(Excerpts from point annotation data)
-------

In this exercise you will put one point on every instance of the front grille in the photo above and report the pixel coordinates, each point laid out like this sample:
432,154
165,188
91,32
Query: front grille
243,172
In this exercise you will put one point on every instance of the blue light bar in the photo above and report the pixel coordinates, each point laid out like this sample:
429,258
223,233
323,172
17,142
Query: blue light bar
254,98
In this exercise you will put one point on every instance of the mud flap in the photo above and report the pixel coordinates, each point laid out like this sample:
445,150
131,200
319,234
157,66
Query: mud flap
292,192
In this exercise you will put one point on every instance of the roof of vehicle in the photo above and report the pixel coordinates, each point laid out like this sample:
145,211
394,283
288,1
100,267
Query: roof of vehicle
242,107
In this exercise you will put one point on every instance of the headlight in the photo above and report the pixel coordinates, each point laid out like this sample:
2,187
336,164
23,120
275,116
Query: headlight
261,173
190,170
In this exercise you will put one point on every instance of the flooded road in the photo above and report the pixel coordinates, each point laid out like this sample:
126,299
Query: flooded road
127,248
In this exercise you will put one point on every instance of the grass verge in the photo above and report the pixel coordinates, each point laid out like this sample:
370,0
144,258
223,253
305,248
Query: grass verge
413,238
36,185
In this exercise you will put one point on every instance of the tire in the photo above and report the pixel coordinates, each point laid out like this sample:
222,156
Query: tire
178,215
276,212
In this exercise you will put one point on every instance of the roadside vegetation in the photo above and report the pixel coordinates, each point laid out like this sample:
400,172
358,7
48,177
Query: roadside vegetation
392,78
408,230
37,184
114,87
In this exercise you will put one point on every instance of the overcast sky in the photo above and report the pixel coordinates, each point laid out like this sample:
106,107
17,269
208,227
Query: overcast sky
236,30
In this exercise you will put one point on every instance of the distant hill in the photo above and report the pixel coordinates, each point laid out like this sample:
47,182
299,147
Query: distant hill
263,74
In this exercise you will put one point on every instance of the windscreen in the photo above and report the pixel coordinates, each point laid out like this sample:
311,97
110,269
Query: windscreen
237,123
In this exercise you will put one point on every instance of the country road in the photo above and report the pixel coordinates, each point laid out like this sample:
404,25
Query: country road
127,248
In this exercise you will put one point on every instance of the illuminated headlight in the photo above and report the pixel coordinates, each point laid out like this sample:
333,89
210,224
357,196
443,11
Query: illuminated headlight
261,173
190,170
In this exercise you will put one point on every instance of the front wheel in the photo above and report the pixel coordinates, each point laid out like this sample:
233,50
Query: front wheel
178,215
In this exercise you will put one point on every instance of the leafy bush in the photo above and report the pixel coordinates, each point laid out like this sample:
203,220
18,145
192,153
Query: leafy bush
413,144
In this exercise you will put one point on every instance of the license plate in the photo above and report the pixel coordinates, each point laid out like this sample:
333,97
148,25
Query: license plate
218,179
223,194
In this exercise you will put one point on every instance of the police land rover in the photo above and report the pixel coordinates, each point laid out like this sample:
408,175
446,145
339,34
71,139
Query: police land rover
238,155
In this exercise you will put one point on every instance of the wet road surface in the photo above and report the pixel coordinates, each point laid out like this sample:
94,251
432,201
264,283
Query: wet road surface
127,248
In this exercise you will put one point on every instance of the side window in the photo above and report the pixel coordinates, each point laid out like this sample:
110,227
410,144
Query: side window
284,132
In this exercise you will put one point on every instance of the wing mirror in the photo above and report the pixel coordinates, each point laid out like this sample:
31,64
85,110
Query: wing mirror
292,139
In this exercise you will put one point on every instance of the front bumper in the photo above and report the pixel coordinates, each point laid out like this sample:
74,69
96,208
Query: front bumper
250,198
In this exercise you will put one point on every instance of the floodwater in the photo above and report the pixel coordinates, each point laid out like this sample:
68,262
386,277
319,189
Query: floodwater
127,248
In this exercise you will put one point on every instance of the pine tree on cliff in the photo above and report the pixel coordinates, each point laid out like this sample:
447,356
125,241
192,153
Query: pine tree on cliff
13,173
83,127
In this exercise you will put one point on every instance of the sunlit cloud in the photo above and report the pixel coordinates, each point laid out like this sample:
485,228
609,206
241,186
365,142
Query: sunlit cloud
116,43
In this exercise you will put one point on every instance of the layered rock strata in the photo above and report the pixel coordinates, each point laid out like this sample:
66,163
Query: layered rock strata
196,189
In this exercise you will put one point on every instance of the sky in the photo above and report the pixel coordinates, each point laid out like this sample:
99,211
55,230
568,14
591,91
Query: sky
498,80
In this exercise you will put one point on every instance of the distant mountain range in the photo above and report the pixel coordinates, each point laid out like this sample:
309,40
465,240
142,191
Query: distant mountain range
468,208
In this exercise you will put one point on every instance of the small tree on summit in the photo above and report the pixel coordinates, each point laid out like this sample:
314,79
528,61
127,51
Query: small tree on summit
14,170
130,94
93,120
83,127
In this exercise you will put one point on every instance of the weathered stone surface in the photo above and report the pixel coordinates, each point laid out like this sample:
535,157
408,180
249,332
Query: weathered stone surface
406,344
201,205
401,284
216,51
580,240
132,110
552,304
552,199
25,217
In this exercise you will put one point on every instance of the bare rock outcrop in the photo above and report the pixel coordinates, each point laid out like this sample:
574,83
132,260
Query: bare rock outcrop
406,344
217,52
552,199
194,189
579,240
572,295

-------

▶ [Directions] Copy down the material exactly as written.

▶ [Completed exercise]
In this exercise you will put one point on every instance of the front grille in the photo above and report the pixel coordinates, each point laid out like this sample:
432,154
165,188
91,32
Query: front grille
243,172
In this exercise you will put one point on every instance of the blue light bar in the photo above and report the pixel coordinates, each point laid out like this sample:
429,258
223,233
323,172
17,142
Query: blue light bar
254,98
In this exercise you will put one point on every instance of the mud flap in the photo above and report the pixel coordinates, each point laid out like this sample:
445,150
131,200
319,234
157,66
Query: mud flap
292,192
In this exercise you will put one point on every instance of the roof of vehicle in the photo above and report the pixel coordinates, each point laid out like this sample:
145,211
394,283
288,1
100,267
Query: roof of vehicle
242,107
In this exercise you will put one point on every instance of the headlight in the photo above and report the pixel coordinates, each point laid out like this sample:
2,187
336,164
23,120
275,116
Query: headlight
261,173
190,170
In this exercise you will put one point on every instance of the flooded road in the photo above and report the pixel coordinates, each point laid out like this sample:
126,299
Query: flooded road
127,248
In this exercise you will put one point on every instance of the grass verge in the photo above and report the pixel coordinates, each point laid out like this sample:
370,0
144,258
223,253
305,248
Query: grass verge
413,238
36,185
In this exercise you will put one point on every instance of the tire in the photo above and report the pixel coordinates, each point laid out like this sample:
222,156
Query: tire
178,215
276,212
In this exercise you will put one point on every instance of the roadside vegetation in the photo above and report the pixel coordinates, each point laid out like this sample:
400,172
358,7
48,177
Query: roadside vegetation
392,78
408,230
37,184
114,87
In this exercise you will put one point on every instance of the overcast sky in the photo above and report the pixel coordinates, each point laid out like this sample:
106,107
17,269
208,227
Query: overcast sky
236,30
In this exercise you will put one point on every instance of the distant hill in the photo above and report the pixel coordinates, each point laid out like this sample:
47,182
299,147
Query: distant hill
263,74
In this exercise you will put one point on every instance of the windscreen in the photo above and report the pixel coordinates, each point laid out like this sample:
311,97
110,269
Query: windscreen
237,123
In this exercise you will put one point on every instance of the country road in the photo above and report the pixel coordinates, each point laid out like this sample:
404,25
Query: country road
127,248
In this exercise you will put one point on every instance of the illuminated headlight in the photo above and report the pixel coordinates, each point laid out like this sample:
333,89
210,224
357,196
443,11
Query: illuminated headlight
261,173
190,170
In this exercise you will put one point on every instance of the front wheel in the photo above and report the pixel coordinates, each point laid out like this sample:
233,50
Query: front wheel
178,215
In this exercise you will put one point on every instance of the leafy bush in the photo above and report the pixel coordinates, each point laid out like this sample:
203,220
18,145
192,153
Query: leafy bush
413,144
In this exercise you will put one point on every instance of the license plate in the photo above and report the pixel coordinates, each point laid out like this sample:
333,97
148,25
Query: license plate
218,179
223,194
In this exercise you will put one point on every instance of the police land rover in the photo above and report the pixel coordinates, each point laid out like this sample:
408,175
446,145
339,34
71,139
Query: police land rover
238,155
In this exercise you will put one point on every instance of the wet road surface in the photo above and report the pixel coordinates, each point laid out like this sample:
94,251
432,201
264,283
Query: wet road surface
127,248
In this exercise you will put one point on every instance of the side window in the photo above and report the pixel coordinates, each point laid out like this sample:
110,227
410,144
Query: side window
284,132
In this exercise you will put one point on every instance of the wing mirror in the photo above and report the pixel coordinates, each point laid out like this sample:
31,64
85,110
Query: wing mirror
292,139
In this exercise you will put one point on every instance of the front bumper in the photo above and report the pixel coordinates, each point laid out like this sample:
74,69
96,208
Query: front bumper
250,198
In this exercise you will put one point on every instance of the floodwater in the photo above and report the pixel coordinates, each point laid out like this sample:
68,262
386,277
319,189
Query: floodwater
127,248
In this exercise you will put one point on every instance of the pine tree on cliff in the photo above and report the pixel coordinates, each point laid out like this sample:
447,356
125,241
192,153
Query: pine tree on cliff
13,173
83,127
In this exercise you will put one point on every instance of the sunlit cloud in the photo above and report the pixel coordinates, each point laid out like this sample:
485,228
609,206
241,186
365,142
Query: sunlit cloud
116,43
In this exercise you will put one point on every instance of the layered rock strata in the photo above and report the pixel coordinates, each point laid out like this sample:
66,163
Query: layered rock strata
196,189
In this exercise you will put one point on every instance of the sky in the photo above and report the pixel coordinates, each point laid out like this sample:
99,211
55,230
568,14
591,91
Query: sky
498,80
In this exercise you will put one point on every instance of the distant mountain range in the photo above and report the pixel coordinates, each point laid out like this sample:
309,40
465,240
142,191
Query: distant mountain range
468,208
In this exercise you will put one point on every instance of the small tree on summit in the photo above and report the pixel coordinates, each point laid out like this sample:
314,79
528,61
127,51
Query: small tree on summit
14,170
130,94
93,120
83,127
In this exercise you will put one point on every instance of the weathered stone surface in the photo above and report the pixel coordinates, each point laid out like this sample:
535,157
408,180
249,332
Query: weathered stone surface
406,344
201,205
401,284
216,51
580,240
132,110
552,304
552,199
25,217
In this exercise you will put one point on every instance of the bare rock outcrop in the photo above and report the pixel coordinates, each point laid out like this sample:
574,83
132,260
Query: bare rock outcrop
406,344
217,52
552,199
194,189
579,240
572,295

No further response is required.